··· Extracted entries ···
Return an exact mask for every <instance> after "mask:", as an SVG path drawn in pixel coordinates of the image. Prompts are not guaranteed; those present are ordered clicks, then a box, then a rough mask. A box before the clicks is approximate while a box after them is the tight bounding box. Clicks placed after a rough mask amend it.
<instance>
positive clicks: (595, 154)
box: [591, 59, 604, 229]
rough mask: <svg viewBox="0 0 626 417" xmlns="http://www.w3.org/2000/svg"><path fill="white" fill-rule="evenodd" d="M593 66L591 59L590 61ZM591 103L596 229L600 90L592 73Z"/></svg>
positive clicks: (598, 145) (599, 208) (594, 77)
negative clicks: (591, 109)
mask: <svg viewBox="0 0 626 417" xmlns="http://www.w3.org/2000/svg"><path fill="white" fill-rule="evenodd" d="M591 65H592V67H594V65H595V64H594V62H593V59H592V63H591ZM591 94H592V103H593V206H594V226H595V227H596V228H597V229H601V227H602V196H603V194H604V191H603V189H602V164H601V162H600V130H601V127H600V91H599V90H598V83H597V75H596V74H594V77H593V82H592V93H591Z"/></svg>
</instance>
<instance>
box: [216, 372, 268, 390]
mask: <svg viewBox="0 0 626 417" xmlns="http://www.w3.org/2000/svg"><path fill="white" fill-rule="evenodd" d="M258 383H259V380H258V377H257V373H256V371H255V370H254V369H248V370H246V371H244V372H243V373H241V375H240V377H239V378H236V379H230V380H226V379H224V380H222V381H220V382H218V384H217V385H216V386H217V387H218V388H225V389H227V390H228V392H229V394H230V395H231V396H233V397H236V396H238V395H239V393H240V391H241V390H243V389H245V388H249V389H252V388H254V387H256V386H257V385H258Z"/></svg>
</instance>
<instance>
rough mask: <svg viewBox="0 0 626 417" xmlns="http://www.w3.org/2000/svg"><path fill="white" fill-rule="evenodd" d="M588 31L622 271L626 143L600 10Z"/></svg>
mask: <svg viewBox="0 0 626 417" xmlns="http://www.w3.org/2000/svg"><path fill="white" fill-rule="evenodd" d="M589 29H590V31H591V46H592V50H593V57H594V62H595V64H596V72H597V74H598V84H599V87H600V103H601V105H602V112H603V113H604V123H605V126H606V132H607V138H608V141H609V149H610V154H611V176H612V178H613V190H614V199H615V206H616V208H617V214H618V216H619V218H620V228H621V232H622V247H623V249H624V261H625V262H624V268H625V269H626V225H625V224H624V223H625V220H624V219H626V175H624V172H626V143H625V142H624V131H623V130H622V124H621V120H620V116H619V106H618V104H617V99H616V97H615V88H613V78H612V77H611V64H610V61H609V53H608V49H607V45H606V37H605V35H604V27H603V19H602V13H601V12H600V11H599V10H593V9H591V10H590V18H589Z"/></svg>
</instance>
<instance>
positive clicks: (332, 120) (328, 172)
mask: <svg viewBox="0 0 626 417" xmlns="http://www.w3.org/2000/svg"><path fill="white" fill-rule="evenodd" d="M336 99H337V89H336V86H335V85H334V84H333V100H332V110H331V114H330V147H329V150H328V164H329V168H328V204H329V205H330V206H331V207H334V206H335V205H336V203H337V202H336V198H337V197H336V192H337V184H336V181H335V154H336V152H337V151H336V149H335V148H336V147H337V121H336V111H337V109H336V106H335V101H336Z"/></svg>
···
To do
Transcribe the data exactly.

Your solution
Return an exact mask for every <instance> after "mask:", as an SVG path drawn in pixel coordinates of the image. Prompts are not guaranteed; those present are ordered clicks, then a box, then a rough mask. A box before the clicks is approximate while a box after them is the tight bounding box. Clicks placed after a rough mask amend it.
<instance>
positive clicks: (595, 154)
box: [591, 59, 604, 229]
rough mask: <svg viewBox="0 0 626 417" xmlns="http://www.w3.org/2000/svg"><path fill="white" fill-rule="evenodd" d="M593 66L591 59L590 61ZM591 103L596 229L600 90L592 73Z"/></svg>
positive clicks: (598, 145) (599, 208) (594, 77)
negative clicks: (591, 109)
mask: <svg viewBox="0 0 626 417" xmlns="http://www.w3.org/2000/svg"><path fill="white" fill-rule="evenodd" d="M591 65H592V67H594V65H595V64H594V62H593V59H592V63H591ZM591 94H592V103H593V206H594V226H595V227H596V228H597V229H601V227H602V196H603V194H604V191H603V189H602V164H601V162H600V130H601V127H600V91H599V90H598V83H597V75H596V74H594V77H593V82H592V93H591Z"/></svg>
</instance>
<instance>
box: [216, 372, 268, 390]
mask: <svg viewBox="0 0 626 417" xmlns="http://www.w3.org/2000/svg"><path fill="white" fill-rule="evenodd" d="M258 383H259V380H258V377H257V373H256V371H255V370H254V369H248V370H246V371H244V372H243V373H241V375H240V377H239V378H236V379H230V380H226V379H224V380H222V381H220V382H218V384H217V385H216V386H217V387H218V388H225V389H227V390H228V392H229V394H230V395H231V396H233V397H236V396H238V395H239V393H240V391H241V390H243V389H245V388H249V389H252V388H254V387H256V386H257V385H258Z"/></svg>
</instance>
<instance>
rough mask: <svg viewBox="0 0 626 417" xmlns="http://www.w3.org/2000/svg"><path fill="white" fill-rule="evenodd" d="M588 31L622 271L626 143L600 10Z"/></svg>
mask: <svg viewBox="0 0 626 417" xmlns="http://www.w3.org/2000/svg"><path fill="white" fill-rule="evenodd" d="M589 29H590V31H591V46H592V50H593V57H594V62H595V64H596V72H597V74H598V84H599V87H600V103H601V105H602V112H603V113H604V123H605V126H606V132H607V138H608V141H609V149H610V154H611V176H612V178H613V190H614V199H615V206H616V208H617V214H618V216H619V218H620V228H621V232H622V247H623V249H624V261H625V262H624V268H625V269H626V225H625V224H624V223H625V220H624V219H626V175H624V172H626V143H625V142H624V131H623V130H622V124H621V120H620V116H619V106H618V104H617V99H616V97H615V88H613V78H612V77H611V64H610V61H609V53H608V49H607V45H606V37H605V35H604V27H603V19H602V13H601V12H600V11H599V10H593V9H591V10H590V18H589Z"/></svg>
</instance>
<instance>
positive clicks: (332, 120) (328, 172)
mask: <svg viewBox="0 0 626 417" xmlns="http://www.w3.org/2000/svg"><path fill="white" fill-rule="evenodd" d="M336 99H337V89H336V86H335V85H334V84H333V100H332V110H331V114H330V147H329V150H328V164H329V168H328V204H329V205H330V206H331V207H334V206H335V205H336V203H337V202H336V198H337V197H336V192H337V184H336V181H335V154H336V152H337V151H336V149H335V148H336V147H337V121H336V111H337V109H336V106H335V101H336Z"/></svg>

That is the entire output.